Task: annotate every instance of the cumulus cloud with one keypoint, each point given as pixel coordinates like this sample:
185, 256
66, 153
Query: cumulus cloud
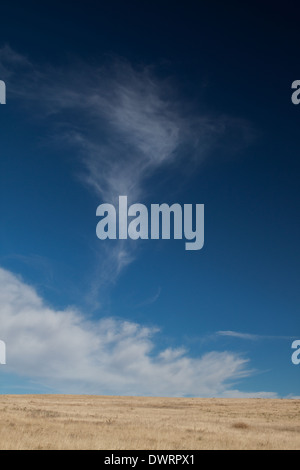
72, 354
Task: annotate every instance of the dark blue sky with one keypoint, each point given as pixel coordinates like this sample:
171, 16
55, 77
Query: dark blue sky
199, 94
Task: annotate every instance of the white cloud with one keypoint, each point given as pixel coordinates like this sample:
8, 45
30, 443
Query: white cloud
64, 350
124, 122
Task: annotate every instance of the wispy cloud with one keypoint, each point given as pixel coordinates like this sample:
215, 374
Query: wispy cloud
123, 122
71, 354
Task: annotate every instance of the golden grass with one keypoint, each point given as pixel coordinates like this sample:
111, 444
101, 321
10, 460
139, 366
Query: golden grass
133, 423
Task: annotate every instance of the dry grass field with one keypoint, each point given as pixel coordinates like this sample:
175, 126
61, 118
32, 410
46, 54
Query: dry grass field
126, 423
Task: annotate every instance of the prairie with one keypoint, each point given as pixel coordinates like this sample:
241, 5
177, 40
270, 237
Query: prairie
132, 423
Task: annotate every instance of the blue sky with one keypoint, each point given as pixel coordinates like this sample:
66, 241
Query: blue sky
188, 104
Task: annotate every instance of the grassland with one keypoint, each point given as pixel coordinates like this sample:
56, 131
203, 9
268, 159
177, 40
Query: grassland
119, 423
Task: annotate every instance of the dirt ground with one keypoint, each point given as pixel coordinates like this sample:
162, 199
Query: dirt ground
134, 423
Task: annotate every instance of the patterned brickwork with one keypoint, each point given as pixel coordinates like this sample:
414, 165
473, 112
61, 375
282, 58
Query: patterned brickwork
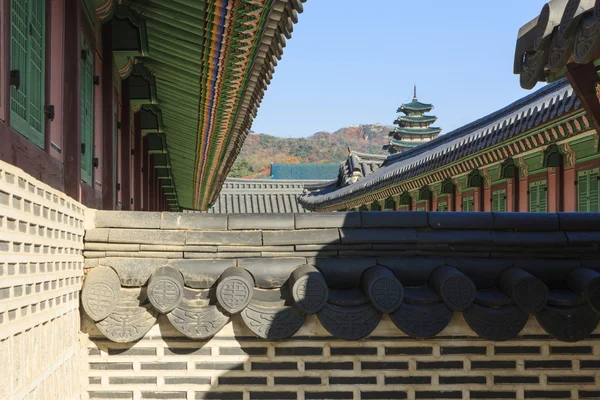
41, 271
313, 365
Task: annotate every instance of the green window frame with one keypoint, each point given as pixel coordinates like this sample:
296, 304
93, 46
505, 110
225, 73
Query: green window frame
499, 200
588, 185
28, 57
87, 112
538, 196
468, 204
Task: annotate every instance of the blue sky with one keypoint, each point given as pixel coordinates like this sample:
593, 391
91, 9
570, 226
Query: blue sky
354, 62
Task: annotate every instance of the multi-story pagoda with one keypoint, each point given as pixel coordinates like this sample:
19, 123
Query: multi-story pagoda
414, 127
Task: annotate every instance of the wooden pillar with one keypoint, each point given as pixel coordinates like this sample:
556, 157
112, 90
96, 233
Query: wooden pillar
71, 109
108, 115
510, 195
523, 201
554, 189
584, 78
487, 199
126, 194
568, 189
145, 177
477, 199
138, 180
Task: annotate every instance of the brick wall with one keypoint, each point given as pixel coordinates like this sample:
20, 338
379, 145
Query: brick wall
313, 363
41, 271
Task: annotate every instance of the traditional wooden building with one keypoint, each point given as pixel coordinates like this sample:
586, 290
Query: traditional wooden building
537, 154
135, 105
414, 127
541, 153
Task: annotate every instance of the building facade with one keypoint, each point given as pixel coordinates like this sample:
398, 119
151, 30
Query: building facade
539, 154
135, 105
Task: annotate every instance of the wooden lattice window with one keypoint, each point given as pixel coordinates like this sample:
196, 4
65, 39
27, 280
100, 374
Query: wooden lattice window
538, 196
27, 62
468, 204
499, 200
87, 112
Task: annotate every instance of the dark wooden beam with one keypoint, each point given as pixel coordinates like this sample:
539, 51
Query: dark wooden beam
145, 175
126, 194
584, 78
71, 109
138, 180
108, 121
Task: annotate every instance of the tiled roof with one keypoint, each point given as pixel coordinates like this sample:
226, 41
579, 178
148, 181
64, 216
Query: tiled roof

◆ ◆ ◆

* EXERCISE DESCRIPTION:
Starting at the line that contains "Task: annotate every instance of the building", output each remaining line of the listing, the last line included, exactly as it appears.

* RESULT FOR THIS EXERCISE:
Task: annotate every instance of the building facade with one keypoint, each point given as pixel coordinates like this sample:
398, 119
151, 30
Query: building facade
539, 154
135, 105
Task: annotate every instance of the wooden lattice window with one keypoint, each point given as pixel coordinates like this sample:
196, 4
65, 39
27, 280
100, 374
Query: wooden lattice window
538, 196
27, 62
468, 204
499, 200
87, 112
Task: annotate every instance of the dark wooden beam with one keypoint, each point given as pixel coordinates like this sample:
539, 51
Query: dark wooden beam
145, 175
126, 194
584, 78
71, 109
138, 180
108, 121
Task: annotate every instance of the tiled roof with one keypoint, each point given as pixel coordinates like this sample:
226, 41
579, 178
148, 181
64, 216
Query: tiled roof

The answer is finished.